Il 54% ha un reddito in crescita
Secondo i numeri della ricerca firmata dall’Osservatorio professionisti & innovazione della School of Management del Politecnico di Milano il 54% degli studi ha dichiarato una redditività in crescita. Rimane il nanismo del settore: gli studi italiani sono piccoli. Per il 54% il fatturato non supera infatti i 100mila euro e un portafoglio clienti di 50 nominativi. Il 73% è addirittura di natura individuale e l’organico medio vede due professionisti fra i 45 e i 57 anni e due dipendenti sotto i quarant’anni. Fra le mansioni, il 51% ha dichiarato interesse per la consulenza online per diverse ragioni: le principali sono la maggiore visibilità (44%), la possibilità d’intercettare nuova clientela (29%), la fidelizzazione (18%) e l’incremento del fatturato (9%).
1,1 miliardi investiti in tecnologia dai professionisti
La spesa, si diceva, ha superato 1,1 miliardi di euro. Se ne va in innovazione (12%), sviluppo di strumenti e servizi esistenti (16%), adeguamento tecnologico o normativo (29%) e gestione dell’esistente (53%). Per i prossimi due anni la previsione è di 1,2 miliardi ciascuno, con un’impennata dell’8%.
Fra le tecnologie attuali svettano
- firma digitale;
- banche dati;
- strumenti per la gestione dei flussi telematici.

CONSEGNA:
Riproduci per intero il testo sugli studi professionali e la loro spesa in tecnologia, senza cambiare nulla. L'elenco qui non ha alcun ruolo.

ELENCO:
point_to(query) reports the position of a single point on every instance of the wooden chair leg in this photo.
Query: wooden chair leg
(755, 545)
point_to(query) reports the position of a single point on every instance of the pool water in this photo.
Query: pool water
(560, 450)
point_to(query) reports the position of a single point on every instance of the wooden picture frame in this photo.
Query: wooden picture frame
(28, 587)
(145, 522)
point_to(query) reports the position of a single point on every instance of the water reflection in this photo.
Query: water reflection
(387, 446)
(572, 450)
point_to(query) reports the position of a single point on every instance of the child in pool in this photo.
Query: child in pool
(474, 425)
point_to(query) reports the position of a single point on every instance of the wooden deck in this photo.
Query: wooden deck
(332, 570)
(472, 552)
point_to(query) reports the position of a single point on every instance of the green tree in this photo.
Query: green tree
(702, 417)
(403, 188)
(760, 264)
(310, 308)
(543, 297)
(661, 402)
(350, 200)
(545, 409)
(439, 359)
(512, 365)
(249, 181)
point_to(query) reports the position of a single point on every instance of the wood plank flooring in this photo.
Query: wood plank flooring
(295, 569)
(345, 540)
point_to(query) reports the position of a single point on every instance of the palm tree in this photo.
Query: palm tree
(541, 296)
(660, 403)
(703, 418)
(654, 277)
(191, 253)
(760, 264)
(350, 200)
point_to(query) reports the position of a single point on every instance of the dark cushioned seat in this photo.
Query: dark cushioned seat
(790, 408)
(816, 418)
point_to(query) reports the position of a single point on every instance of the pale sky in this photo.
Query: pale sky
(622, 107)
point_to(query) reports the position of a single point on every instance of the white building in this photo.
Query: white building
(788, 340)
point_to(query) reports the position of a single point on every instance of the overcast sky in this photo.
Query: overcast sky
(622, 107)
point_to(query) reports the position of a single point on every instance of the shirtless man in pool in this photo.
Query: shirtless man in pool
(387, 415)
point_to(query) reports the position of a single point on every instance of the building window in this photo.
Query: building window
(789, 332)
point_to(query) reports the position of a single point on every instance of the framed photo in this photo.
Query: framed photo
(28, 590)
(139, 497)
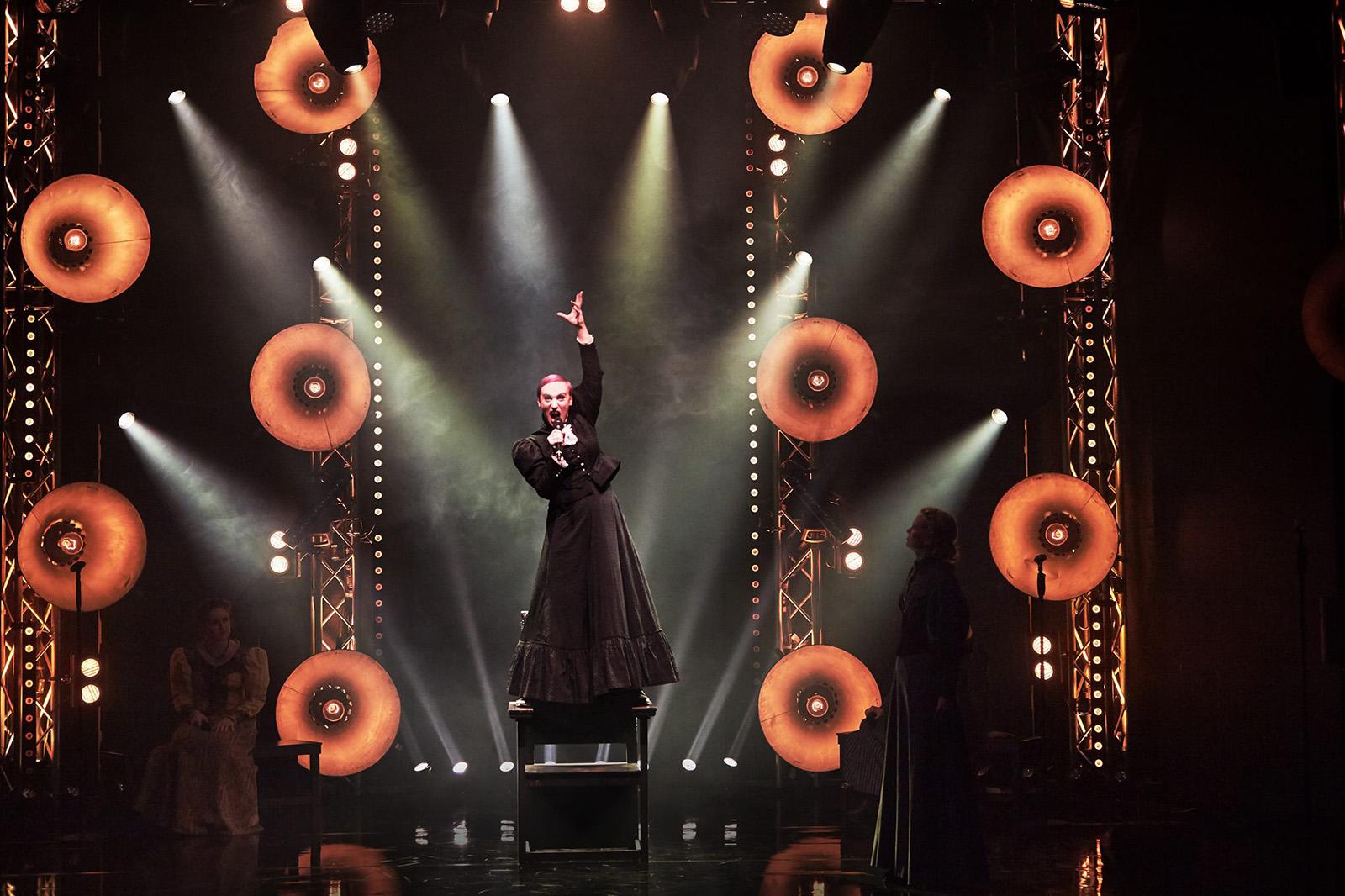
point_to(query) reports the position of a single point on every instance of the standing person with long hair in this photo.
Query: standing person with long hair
(928, 829)
(203, 781)
(591, 627)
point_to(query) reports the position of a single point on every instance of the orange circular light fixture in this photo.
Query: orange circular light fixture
(809, 697)
(309, 387)
(85, 239)
(300, 89)
(795, 91)
(82, 521)
(1046, 226)
(1324, 315)
(817, 378)
(345, 700)
(1064, 519)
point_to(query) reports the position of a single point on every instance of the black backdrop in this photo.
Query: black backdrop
(1227, 428)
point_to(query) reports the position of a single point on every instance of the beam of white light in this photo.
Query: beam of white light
(869, 219)
(939, 479)
(641, 248)
(730, 676)
(430, 703)
(744, 727)
(521, 235)
(259, 235)
(228, 519)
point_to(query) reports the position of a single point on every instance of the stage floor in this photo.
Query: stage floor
(797, 841)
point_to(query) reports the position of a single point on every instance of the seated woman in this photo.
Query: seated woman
(205, 781)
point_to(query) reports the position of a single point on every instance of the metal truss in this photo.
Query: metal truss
(799, 556)
(1096, 645)
(333, 575)
(29, 674)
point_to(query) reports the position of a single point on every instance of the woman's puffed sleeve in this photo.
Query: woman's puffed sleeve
(256, 680)
(588, 394)
(179, 683)
(538, 470)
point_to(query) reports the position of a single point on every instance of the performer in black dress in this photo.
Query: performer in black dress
(591, 629)
(928, 829)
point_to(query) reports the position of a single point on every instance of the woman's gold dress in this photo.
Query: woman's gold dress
(205, 782)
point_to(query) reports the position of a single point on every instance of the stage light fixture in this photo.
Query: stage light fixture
(340, 27)
(852, 29)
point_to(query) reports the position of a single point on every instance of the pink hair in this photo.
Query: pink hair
(548, 380)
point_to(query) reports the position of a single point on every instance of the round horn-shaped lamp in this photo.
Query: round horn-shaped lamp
(795, 89)
(1046, 226)
(345, 700)
(1324, 315)
(303, 92)
(82, 521)
(807, 698)
(1063, 519)
(309, 387)
(85, 239)
(817, 378)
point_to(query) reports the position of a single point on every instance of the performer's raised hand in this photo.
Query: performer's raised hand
(576, 318)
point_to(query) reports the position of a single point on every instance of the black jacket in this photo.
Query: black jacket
(589, 470)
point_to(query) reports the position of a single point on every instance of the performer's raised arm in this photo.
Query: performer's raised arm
(588, 393)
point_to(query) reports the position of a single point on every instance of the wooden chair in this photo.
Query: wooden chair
(583, 810)
(289, 751)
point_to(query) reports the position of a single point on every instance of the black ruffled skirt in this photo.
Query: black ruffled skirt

RISPOSTA:
Il 54% ha un reddito in crescita
Secondo i numeri della ricerca firmata dall’Osservatorio professionisti & innovazione della School of Management del Politecnico di Milano il 54% degli studi ha dichiarato una redditività in crescita. Rimane il nanismo del settore: gli studi italiani sono piccoli. Per il 54% il fatturato non supera infatti i 100mila euro e un portafoglio clienti di 50 nominativi. Il 73% è addirittura di natura individuale e l’organico medio vede due professionisti fra i 45 e i 57 anni e due dipendenti sotto i quarant’anni. Fra le mansioni, il 51% ha dichiarato interesse per la consulenza online per diverse ragioni: le principali sono la maggiore visibilità (44%), la possibilità d’intercettare nuova clientela (29%), la fidelizzazione (18%) e l’incremento del fatturato (9%).
1,1 miliardi investiti in tecnologia dai professionisti
La spesa, si diceva, ha superato 1,1 miliardi di euro. Se ne va in innovazione (12%), sviluppo di strumenti e servizi esistenti (16%), adeguamento tecnologico o normativo (29%) e gestione dell’esistente (53%). Per i prossimi due anni la previsione è di 1,2 miliardi ciascuno, con un’impennata dell’8%.
Fra le tecnologie attuali svettano
- firma digitale;
- banche dati;
- strumenti per la gestione dei flussi telematici.